◆ **Problem to solve**
Transcribe the entries below exactly as they appear.

Dataset content below:

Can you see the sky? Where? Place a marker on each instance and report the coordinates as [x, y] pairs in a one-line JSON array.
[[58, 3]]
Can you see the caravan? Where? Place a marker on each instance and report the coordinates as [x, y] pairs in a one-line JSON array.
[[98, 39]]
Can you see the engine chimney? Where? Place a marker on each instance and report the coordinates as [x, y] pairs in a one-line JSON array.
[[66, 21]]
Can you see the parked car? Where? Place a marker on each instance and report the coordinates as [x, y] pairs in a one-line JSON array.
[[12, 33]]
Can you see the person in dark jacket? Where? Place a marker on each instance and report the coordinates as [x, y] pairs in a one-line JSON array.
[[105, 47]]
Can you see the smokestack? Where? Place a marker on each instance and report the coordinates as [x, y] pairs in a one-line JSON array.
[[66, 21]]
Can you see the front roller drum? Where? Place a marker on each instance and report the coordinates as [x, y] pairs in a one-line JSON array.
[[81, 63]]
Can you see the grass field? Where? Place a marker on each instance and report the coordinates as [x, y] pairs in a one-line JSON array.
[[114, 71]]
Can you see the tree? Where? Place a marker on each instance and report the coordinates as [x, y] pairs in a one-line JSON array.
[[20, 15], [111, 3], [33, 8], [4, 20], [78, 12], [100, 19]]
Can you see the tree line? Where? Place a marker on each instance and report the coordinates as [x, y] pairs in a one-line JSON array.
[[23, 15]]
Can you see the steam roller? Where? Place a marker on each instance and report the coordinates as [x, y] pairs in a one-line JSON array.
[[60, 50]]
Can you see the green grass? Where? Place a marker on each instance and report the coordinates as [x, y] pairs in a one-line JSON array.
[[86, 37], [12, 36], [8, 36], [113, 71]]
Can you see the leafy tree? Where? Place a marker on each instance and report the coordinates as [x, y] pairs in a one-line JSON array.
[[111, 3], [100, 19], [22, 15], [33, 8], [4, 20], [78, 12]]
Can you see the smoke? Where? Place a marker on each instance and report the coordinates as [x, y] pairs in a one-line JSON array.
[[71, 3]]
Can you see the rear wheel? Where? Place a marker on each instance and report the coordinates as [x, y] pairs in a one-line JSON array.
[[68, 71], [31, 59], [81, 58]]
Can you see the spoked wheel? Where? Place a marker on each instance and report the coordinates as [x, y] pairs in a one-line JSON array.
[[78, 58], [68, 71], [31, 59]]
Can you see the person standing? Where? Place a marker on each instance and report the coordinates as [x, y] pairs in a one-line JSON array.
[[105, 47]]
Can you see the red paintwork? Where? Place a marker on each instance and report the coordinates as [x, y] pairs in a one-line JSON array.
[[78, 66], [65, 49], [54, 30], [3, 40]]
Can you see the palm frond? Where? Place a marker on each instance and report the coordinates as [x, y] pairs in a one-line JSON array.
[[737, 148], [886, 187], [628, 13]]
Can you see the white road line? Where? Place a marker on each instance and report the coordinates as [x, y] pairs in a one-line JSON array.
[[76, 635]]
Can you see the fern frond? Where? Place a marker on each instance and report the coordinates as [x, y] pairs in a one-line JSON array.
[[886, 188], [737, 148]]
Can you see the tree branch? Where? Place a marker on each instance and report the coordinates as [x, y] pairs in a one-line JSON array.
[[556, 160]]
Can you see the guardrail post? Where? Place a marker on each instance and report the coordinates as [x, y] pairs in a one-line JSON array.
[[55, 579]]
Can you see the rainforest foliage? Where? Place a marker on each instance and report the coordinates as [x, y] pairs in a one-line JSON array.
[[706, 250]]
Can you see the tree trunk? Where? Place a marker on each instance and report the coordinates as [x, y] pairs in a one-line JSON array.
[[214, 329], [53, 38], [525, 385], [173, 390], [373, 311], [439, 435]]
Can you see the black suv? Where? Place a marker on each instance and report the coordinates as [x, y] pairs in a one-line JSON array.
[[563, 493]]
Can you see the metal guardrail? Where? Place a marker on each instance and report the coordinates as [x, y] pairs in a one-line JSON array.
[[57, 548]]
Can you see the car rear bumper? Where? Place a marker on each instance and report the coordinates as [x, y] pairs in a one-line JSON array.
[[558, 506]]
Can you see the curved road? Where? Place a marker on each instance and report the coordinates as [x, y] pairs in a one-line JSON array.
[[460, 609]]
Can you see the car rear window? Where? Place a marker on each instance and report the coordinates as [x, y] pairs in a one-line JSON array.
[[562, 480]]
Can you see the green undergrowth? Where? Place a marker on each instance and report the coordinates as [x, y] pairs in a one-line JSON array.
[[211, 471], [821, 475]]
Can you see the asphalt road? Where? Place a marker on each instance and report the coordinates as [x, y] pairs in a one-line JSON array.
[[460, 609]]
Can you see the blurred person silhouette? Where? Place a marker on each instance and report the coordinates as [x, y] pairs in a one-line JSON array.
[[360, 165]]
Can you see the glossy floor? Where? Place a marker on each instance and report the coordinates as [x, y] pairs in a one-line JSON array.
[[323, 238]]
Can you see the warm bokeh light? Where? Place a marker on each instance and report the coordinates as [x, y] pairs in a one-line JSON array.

End of Dataset content.

◆ **Result of the exercise**
Can you see the sky? Where? Place a marker on each instance and report the coordinates as [x, y] pairs in a one-line JSON array.
[[58, 3]]
Can you see the caravan? Where? Place a marker on each instance and report the coordinates as [x, y] pairs in a one-line JSON array.
[[98, 39]]
Can you see the engine chimney? Where? Place a marker on each instance and report the coordinates as [x, y] pairs in a one-line JSON array.
[[66, 21]]
Can you see the parked car? Where? Place a marker on each instance and report the coordinates as [x, y] pairs in a one-line JSON array.
[[12, 33]]
Can you see the person in dark jacket? Where? Place a marker on each instance and report the coordinates as [x, y] pairs in a one-line JSON array.
[[105, 47]]
Can you see the smokestack? Where? Place a marker on each instance and report the coordinates as [x, y] pairs in a one-line JSON array.
[[66, 21]]
Can you see the front roller drum? Where? Place a marker on each instance and report the coordinates as [x, y] pairs in a one-line JSON array.
[[81, 63]]
Can you see the grass field? Where? Place a marker on each instance and report the coordinates as [x, y] pairs in a one-line JSON array.
[[114, 71]]
Can you see the tree? Where? Place a marker on each instance and report the coordinates as [x, y] pairs in a one-line JSON array.
[[20, 15], [111, 3], [33, 8], [4, 20], [78, 12], [100, 19]]
Can you see the tree line? Where? Place a marker on each instance and report the coordinates as [x, y] pairs in a one-line JSON array.
[[23, 15]]
Can you see the steam roller? Where? Place a marker on each instance and report the coordinates as [x, y] pairs in a one-line JSON array.
[[60, 50]]
Can you see the green grass? Where? Place a marker on each instance and report the coordinates as [x, y] pairs in a one-line JSON array.
[[86, 37], [12, 36], [8, 36], [113, 71]]
Can you see the leafy tree? Where? Place a marker on each instance and report the coordinates as [x, y] pairs in a one-line JSON array.
[[111, 3], [100, 19], [22, 15], [33, 8], [4, 20], [78, 12]]
Can you see the smoke? Where? Place a marker on each instance and report the coordinates as [x, y] pairs in a one-line JSON array.
[[71, 3]]
Can you see the rear wheel? Where? Place a marker on each instance and report the coordinates as [x, y] pairs in a one-line JSON array.
[[68, 71], [31, 59], [81, 58]]
Can you see the spoked wheel? Where? Place a marker on each instance and report the coordinates as [x, y] pairs in a one-line JSON array.
[[78, 58], [68, 71], [31, 59]]
Can you see the person standing? Where? Place a marker on each instance and report the coordinates as [x, y] pairs in a one-line JSON array.
[[105, 47]]
Can you see the red paintwork? Where? Place a marker on each instance and report the coordinates as [x, y] pairs in a one-line JSON array.
[[78, 66], [65, 49], [54, 30], [3, 40]]
Can you see the palm frond? Where? Place a marker on each instance and report the coordinates as [x, y] pairs in a one-line JSON array.
[[737, 148], [886, 187], [628, 13]]
Can you see the white road line? Where? Place a marker on each instance and report the coordinates as [x, y] pairs in a one-line JSON array.
[[76, 635]]
Can you see the fern frond? Where? Place a marker on each instance and report the coordinates as [x, y] pairs in a one-line JSON array.
[[886, 188], [737, 148]]
Can you see the tree branch? Where? Place a marker on each instance and report the coordinates as [x, y] pairs in a one-line JSON array.
[[556, 160]]
Can you see the guardrail post? Where? Place a marker on each instance and report the coordinates as [x, y] pairs in a one-line JSON array.
[[55, 579]]
Can you see the rainforest foliage? Where? Place a marker on each instance and report the coordinates as [x, y] pairs in a one-line JSON array.
[[706, 250]]
Can you see the tree trunk? Where? Place a marker on each instance and report the coordinates as [x, y] pairs in a one-line JSON array.
[[214, 329], [53, 38], [525, 385], [173, 390], [373, 311], [439, 435]]
Can you see the black suv? Where? Place a marker on each instance and report the coordinates as [x, y] pairs in a one-line JSON array.
[[563, 493]]
Can you see the metal guardrail? Where? Place a marker on each instance and report the coordinates as [x, y] pairs in a one-line JSON array.
[[57, 548]]
Can you see the car rear bumper? Where? Place a marker on each instance and report the coordinates as [x, y] pairs in a one-line JSON array.
[[558, 506]]
Can you see the curved road? Where? Place a marker on each instance and report the coordinates as [x, y] pairs in a one-line JSON array.
[[460, 609]]
Can you see the car rear window? Where? Place a marker on each instance and report the coordinates as [x, y] pairs in a one-line JSON array.
[[562, 480]]
Can you see the green undergrowth? Where? Place a marker on each instance and report the coordinates as [x, y] pairs in a one-line JSON array.
[[211, 471], [821, 475]]
Can you see the asphalt road? Where? Place a marker on each instance and report the coordinates as [x, y] pairs in a one-line JSON array.
[[460, 609]]
Can you see the blurred person silhouette? Where? Place a marker on each instance and report the coordinates as [x, y] pairs in a one-line JSON array.
[[360, 165]]
Can you see the glossy floor? Where? Place a marker on each instance and report the coordinates as [x, y] pairs in a one-line JSON array.
[[323, 238]]
Can you see the warm bokeh light? Where? Place a marker on each instance and report the coordinates as [x, y] pairs in a one-line JSON array.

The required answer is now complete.